• [Prompt]: Pick out and copy every line below that has the word "query".

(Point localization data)
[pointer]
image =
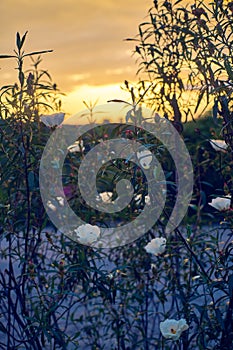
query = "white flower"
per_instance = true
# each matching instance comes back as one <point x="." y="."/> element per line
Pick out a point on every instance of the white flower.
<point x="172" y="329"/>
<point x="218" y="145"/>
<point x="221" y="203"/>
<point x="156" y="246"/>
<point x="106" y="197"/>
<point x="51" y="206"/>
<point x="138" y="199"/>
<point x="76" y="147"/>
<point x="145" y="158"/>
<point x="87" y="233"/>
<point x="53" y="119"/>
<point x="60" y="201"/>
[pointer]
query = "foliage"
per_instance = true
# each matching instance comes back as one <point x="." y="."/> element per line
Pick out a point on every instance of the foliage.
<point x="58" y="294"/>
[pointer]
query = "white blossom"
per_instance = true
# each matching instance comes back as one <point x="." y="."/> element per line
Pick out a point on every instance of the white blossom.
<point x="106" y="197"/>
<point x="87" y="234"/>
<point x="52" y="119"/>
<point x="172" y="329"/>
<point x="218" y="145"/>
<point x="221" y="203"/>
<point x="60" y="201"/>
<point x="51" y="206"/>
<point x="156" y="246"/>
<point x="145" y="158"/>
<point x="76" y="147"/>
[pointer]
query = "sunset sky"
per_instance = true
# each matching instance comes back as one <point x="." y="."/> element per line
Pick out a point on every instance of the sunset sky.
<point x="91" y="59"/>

--

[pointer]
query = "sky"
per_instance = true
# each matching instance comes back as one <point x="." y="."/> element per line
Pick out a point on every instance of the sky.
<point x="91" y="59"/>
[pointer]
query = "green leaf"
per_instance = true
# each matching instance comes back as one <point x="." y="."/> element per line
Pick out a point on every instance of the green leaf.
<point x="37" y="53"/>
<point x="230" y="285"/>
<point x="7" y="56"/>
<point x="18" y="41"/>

==

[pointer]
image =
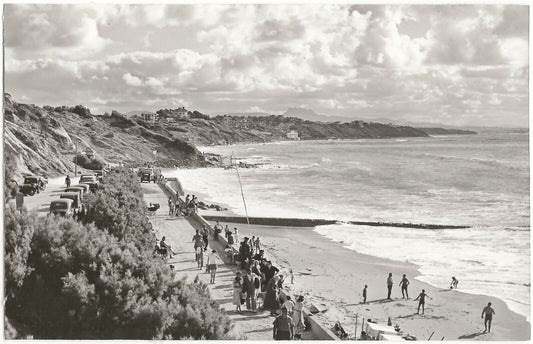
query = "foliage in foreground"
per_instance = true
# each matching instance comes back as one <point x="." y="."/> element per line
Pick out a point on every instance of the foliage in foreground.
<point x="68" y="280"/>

• [The completed task]:
query = "white flower"
query = "foliage"
query = "white blossom"
query = "sunset sky"
query = "sky"
query = "green leaf"
query = "foliage in foreground"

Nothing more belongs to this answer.